Но при этом она выделяла Хармса–прозаика: «Он был очень талантливый. Ему удавалось то, что почти никому не удается, — так называемая проза двадцатого века: когда описывают, скажем, как герой вышел на улицу и вдруг полетел по воздуху. Ни у кого он не летит, а у Хармса летит». Она говорила: «Фрейд — искусству враг номер один. Искусство светом спасает людей от темноты, которая в них сидит. А фрейдизм ищет объяснения всему низкому и темному на уровне именно низкого и темного, потому–то он так и симпатичен обывателю. Искусство хочет излечить человека, а фрейдизм оставляет его с его болезнью, только загнав ее поглубже. По Фрейду, нет ни очищающих страданий, ни просветления «Карамазовых», а есть лишь несколько довольно гнусных объяснений, почему при таких отношениях между отцом и матерью и таком детстве ничего, кроме случившегося, случиться и не могло. А к чему это?» Она рассказала про письмо одной ее приятельницы другой, Надежде Яковлевне Мандельштам, о книге, которую написал Хазин, брат Надежды Яковлевны. «А написал он роман, кажется, о восемьсот двенадцатом годе: о чем пишут люди, чтобы не умереть с голоду? И между прочим, в похвалу автору она (приятельница] заметила, что он умеет забалтываться, а это необходимое качество настоящего прозаика. И дальше — я читала своими глазами, потому что Надя хотела меня поссорить с той и показала письмо: «Это знают все и даже Анна Андреевна». Правда, и та меня ссорила с Надей». Она посмеялась, но то, что прозе нужно забалтываться, что прозе нужна избыточность, «ненужная деталь», было для нее азбукой искусства. Может быть, из–за того, что теперь «это знают все», она ставила прозу середины века выше прозы ее молодости, когда блистали перлы вроде «Степь чутко молчала» — чья–то фраза, в свое время попавшая на язык Мандельштаму. Ей понравился рассказ Аксенова «Победа», а несколькими годами раньше рассказ Рида Грачева «Подозрение», Но «выше — ниже» был уровень средней прозы — в десятом году еще писал Лев Толстой: «всо–таки», как шутила она,
Больше, чем отзывающуюся произволом свободу и непредсказуемость гениальности, она ценила тайну. «В этих стихах есть тайна» — было первой настоящей ее похвалой. Другая; «В этих стихах есть песня», — была в ее устах исключительной редкостью, я слышал такое лишь два раза, о Блоке и о Бродском по поводу «Рождественского романса», но и вообще о его стихах. Однажды Бродский стал с жаром доказывать, что у Блока есть книжки, в которых все стихи плохие. «Это неправда, — спокойно возразила Ахматова, — у Блока, как у всякого поэта, есть стихи плохие, средние и хорошие». А после его ухода сказала, что «в его стихах тоже есть песня» (о Блоке это было сказано прежде), «может быть, потому он так на него и бросается».

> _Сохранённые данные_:
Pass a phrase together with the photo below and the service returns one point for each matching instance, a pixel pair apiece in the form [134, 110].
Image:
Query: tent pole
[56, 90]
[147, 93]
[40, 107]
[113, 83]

> _Цель задания_:
Допишите текст о том, как Ахматова оценивала прозу и стихи. Продолжение должно начинаться сразу после его последнего предложения.

> _Ответ к заданию_:
Как заметил знаменитый трубач и певец Луи Армстронг, «сперва я думал, что людям нужна песня, но скоро понял, что им нужен спектакль». Что же касается тайны, то уже при жизни Ахматовой тайна стала заменяться намеком, а после ее смерти поэзия намеков сделалась общепринятой и общепризнанной. В 70‑е годы поэт намеков имел большую, преданную ему, им самим воспитанную аудиторию, которая прекрасно разбиралась, о каком политическом событии или лице идет речь в стихах, посвященных рыбной ловле; «мальки» означали молодежь, «сети» — цензуру. Это был символизм наоборот, поэзия второй половины XX века.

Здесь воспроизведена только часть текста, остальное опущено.